Give again, word for word, every line below from the one that has "Query: young girl" through the one that has "# example output, e.g. point(252, 268)", both included, and no others.

- Dataset records -

-.-.-

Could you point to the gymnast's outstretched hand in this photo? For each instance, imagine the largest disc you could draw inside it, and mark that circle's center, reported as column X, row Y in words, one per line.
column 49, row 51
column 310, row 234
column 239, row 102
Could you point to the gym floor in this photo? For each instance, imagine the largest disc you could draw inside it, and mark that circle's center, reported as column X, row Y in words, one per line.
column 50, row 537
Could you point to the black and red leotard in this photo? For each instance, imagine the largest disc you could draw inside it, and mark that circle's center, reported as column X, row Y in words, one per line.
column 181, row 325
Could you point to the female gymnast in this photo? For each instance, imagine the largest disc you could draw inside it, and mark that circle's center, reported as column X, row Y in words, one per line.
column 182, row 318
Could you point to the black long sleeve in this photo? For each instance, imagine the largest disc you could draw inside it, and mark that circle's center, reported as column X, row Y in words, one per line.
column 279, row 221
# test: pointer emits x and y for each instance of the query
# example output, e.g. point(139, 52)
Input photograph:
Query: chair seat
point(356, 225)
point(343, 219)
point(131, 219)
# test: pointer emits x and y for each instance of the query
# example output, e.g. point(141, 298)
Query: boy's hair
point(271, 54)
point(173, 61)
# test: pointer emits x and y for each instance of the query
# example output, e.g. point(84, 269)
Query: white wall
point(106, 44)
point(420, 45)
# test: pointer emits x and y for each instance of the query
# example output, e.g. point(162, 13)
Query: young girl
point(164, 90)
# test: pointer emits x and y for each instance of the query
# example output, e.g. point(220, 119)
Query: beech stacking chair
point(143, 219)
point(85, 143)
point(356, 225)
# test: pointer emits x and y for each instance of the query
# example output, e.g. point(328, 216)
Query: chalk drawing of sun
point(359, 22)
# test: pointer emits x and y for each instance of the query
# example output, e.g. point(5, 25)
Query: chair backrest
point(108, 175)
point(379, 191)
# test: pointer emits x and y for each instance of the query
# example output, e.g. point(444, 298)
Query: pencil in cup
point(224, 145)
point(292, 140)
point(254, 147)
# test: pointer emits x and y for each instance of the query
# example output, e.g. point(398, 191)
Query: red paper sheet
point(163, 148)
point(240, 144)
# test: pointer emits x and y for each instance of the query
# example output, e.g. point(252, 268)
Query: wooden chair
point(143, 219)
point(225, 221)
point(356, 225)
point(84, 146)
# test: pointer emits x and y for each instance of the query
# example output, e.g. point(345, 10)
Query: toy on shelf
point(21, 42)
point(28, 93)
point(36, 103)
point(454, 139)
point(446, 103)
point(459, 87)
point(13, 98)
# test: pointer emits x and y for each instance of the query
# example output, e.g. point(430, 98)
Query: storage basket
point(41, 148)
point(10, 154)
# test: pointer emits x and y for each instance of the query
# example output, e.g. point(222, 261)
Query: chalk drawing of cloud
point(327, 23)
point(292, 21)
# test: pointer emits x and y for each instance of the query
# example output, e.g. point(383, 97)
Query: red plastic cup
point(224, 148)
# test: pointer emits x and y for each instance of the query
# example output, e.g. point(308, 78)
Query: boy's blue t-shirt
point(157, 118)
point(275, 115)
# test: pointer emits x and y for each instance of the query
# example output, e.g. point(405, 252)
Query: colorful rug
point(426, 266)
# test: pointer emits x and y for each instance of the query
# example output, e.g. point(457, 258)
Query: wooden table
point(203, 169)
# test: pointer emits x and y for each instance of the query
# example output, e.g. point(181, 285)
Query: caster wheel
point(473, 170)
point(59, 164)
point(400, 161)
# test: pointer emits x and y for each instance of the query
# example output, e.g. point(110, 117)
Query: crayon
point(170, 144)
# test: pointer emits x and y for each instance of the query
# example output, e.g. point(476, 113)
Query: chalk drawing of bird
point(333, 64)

-.-.-

- Task response -
Query: young girl
point(164, 90)
# test: pointer emits x and y for each instance of the query
# example output, e.g. point(220, 119)
Query: beech stacking chair
point(143, 219)
point(85, 143)
point(356, 225)
# test: pointer emits x and y for each instance of the query
# example output, e.g. point(328, 216)
Query: chalk drawing of sun
point(359, 22)
# test: pointer emits x and y for each instance of the query
# example output, e.g. point(5, 25)
Query: chair backrest
point(108, 175)
point(379, 191)
# test: pointer emits x and y for each instance of the query
# example output, e.g. point(444, 298)
Query: pencil in cup
point(224, 145)
point(292, 140)
point(254, 147)
# test: pointer emits x and y for each instance of the query
# example output, e.g. point(398, 191)
Query: red paper sheet
point(163, 148)
point(240, 144)
# test: pointer emits x and y for each instance of the query
# example output, e.g. point(252, 268)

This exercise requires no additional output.